*Source excerpt*.
Begin
18 January 2018

Putative Great Black-backed x Herring Hybrid

Another bird I've been meaning to journal, this presumed Great Lakes Gull (GBBG x HERG) was a real looker. 

Upperparts are 1-1.5 shades darker than Herring, and certainly closer in color to that species than Great Black-backed Gull. It had a piggish look to the face with a large blocky head, giving the impression of GBBG. The bill is strong and thick all throughout its entire length like many GBBG. Body size was closer to Herring, but it appeared long-legged when walking with a front-heavy posture, holding its back horizontal.

Lake County, Illinois. 03 January 2018.

I briefly observed the open wing which only displayed a mirror on p10 with a moderate amount of black on the inner webs of p8-p9. The wingtip shows more black than most other putative Great Lakes Gulls I've seen. Those individuals, incidentally, were also darker with upperparts more intermediate or tending toward GBBG. Thus, I'm assuming the wingtip is due to more Herring influence. 


The Lake Michigan region seems to be reporting about 10 Great Lakes Gulls per winter season. I have only seen this hybrid once in the breeding season, an adult in Manitowoc, Wisconsin (July).


With reports of this hybrid - and many other putative hybrids - being predominately of adult individuals, I do wonder what 1st cycle Great Lakes Gulls look like. 

White-winged Ring-billed Gull

I have been meaning to post this adult Ring-billed for a while. It ranks up there with the most white-winged adult I've personally encountered.

Lake County, Illinois. January.
It shows a large p10 mirror, thayeri pattern on p9 with mirror extending from edge to edge, and an unmarked p5.




Interestingly, it shows a pseudo-mirror on the underside of p10, near the base of the black wedge on the inner web.

10 January 2018

Slaty-backed Here. Slaty-backed There.

You might recall I found a Slaty-backed Gull in Kenosha County, Wisconsin last month:

Pleasant Prairie, Wisconsin. 10 December 2017. Photo by Amar Ayyash

Yesterday, Carl Giometti found an adult Slaty-backed at Calumet Park in Chicago:

Chicago, Illinois. 09 January 2018. Photo by Carl Giometti.

Now, check out this wingtip composite:

Chicago bird (top) & Pleasant Prairie bird (bottom). Courtesy Greg Neise.




The shortest distance between the two sites.
In particular, consider the pattern of the black subterminal band on p5. The wingtip is a perfect match!
End
*Data excerpts*.
Begin
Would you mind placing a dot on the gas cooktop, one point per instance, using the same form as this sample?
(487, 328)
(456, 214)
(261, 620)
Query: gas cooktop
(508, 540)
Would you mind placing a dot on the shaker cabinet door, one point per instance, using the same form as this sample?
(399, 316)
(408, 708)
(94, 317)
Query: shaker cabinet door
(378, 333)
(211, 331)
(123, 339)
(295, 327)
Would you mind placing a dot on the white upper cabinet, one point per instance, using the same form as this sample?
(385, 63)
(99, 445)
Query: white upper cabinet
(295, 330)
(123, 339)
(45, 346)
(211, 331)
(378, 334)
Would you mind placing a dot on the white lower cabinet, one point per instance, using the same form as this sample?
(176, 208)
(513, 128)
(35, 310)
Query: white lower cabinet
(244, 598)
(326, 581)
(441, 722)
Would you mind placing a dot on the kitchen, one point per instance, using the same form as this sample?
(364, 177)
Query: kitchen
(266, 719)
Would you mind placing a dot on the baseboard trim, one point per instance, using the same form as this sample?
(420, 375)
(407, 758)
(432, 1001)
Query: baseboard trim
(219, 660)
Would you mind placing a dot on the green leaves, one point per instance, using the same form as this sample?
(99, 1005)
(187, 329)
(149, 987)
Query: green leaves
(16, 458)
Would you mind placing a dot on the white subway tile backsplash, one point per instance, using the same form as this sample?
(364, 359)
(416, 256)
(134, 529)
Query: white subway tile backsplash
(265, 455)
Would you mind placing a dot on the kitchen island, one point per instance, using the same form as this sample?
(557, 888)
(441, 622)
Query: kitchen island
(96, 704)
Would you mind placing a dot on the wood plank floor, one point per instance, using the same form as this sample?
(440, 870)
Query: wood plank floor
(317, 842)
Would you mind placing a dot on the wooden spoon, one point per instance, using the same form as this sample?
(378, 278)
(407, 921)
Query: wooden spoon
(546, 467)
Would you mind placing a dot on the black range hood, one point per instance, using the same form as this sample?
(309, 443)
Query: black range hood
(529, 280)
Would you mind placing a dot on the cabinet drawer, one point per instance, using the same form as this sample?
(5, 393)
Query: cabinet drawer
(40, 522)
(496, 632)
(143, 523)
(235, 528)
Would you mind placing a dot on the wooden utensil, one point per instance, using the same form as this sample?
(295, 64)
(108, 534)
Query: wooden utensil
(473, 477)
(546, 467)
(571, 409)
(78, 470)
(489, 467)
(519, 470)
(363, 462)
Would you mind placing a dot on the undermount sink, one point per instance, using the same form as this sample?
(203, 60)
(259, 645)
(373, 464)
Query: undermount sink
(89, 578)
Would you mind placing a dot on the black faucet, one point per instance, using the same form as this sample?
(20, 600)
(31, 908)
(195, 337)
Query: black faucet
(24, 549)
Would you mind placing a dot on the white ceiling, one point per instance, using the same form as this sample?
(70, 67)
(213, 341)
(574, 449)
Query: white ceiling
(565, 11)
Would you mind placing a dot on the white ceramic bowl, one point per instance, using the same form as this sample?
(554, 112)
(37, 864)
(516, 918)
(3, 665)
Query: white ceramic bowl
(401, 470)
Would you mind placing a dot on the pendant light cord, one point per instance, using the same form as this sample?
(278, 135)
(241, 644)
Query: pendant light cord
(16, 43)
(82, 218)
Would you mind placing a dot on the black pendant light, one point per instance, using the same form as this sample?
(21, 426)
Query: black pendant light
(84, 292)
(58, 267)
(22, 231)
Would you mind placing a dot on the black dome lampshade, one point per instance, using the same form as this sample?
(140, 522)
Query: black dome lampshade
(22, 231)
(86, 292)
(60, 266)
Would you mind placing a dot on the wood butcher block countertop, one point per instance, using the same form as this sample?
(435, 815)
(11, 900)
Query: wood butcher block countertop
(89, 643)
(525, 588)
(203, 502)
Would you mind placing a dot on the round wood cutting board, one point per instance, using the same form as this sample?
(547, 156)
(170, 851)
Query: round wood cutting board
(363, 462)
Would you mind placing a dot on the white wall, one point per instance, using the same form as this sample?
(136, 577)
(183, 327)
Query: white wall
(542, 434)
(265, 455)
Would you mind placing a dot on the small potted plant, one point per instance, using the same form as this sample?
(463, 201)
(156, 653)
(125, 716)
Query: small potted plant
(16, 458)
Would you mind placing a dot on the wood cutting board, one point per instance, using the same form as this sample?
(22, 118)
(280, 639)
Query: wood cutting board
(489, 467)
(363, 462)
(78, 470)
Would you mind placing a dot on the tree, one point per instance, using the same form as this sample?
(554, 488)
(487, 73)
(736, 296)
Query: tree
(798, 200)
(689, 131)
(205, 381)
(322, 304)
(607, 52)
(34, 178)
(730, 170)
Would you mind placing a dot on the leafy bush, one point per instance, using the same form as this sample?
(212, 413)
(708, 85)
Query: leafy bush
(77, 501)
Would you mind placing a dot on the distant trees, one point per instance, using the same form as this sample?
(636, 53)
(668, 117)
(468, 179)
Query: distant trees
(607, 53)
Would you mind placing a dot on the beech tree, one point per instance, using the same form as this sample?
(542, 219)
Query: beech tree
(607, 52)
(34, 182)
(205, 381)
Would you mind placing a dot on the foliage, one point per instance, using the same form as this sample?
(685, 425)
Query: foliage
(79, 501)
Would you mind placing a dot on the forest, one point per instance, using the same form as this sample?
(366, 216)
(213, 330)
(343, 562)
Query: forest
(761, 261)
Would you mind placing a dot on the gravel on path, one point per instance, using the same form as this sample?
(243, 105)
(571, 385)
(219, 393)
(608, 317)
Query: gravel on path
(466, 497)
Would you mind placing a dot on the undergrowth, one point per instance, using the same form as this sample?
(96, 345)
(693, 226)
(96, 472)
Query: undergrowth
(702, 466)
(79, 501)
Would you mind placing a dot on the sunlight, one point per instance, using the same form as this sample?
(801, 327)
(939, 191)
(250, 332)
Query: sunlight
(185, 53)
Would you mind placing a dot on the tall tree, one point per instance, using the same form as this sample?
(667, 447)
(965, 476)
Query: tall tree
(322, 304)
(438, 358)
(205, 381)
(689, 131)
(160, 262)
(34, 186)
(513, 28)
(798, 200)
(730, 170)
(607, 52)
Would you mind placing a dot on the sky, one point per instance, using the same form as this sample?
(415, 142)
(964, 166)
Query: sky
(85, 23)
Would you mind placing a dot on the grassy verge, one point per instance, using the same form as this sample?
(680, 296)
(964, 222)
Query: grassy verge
End
*Problems and tasks*.
1) Set down word for word the part of the gull journal entries starting with "18 January 2018" and going on through "03 January 2018.".
2) Answer these from the gull journal entries:
(a) About how many Great Lakes Gulls does the Lake Michigan region seem to report each winter season?
(b) Who found the adult Slaty-backed Gull at Calumet Park in Chicago?
(c) Which primary is unmarked on the white-winged adult Ring-billed Gull?
3) Name every person mentioned by name in the gull journal entries.

*Per-task outputs*.
1)
18 January 2018

Putative Great Black-backed x Herring Hybrid

Another bird I've been meaning to journal, this presumed Great Lakes Gull (GBBG x HERG) was a real looker. 

Upperparts are 1-1.5 shades darker than Herring, and certainly closer in color to that species than Great Black-backed Gull. It had a piggish look to the face with a large blocky head, giving the impression of GBBG. The bill is strong and thick all throughout its entire length like many GBBG. Body size was closer to Herring, but it appeared long-legged when walking with a front-heavy posture, holding its back horizontal.

Lake County, Illinois. 03 January 2018.

2)
(a) About 10
(b) Carl Giometti
(c) p5

3)
Amar Ayyash
Carl Giometti
Greg Neise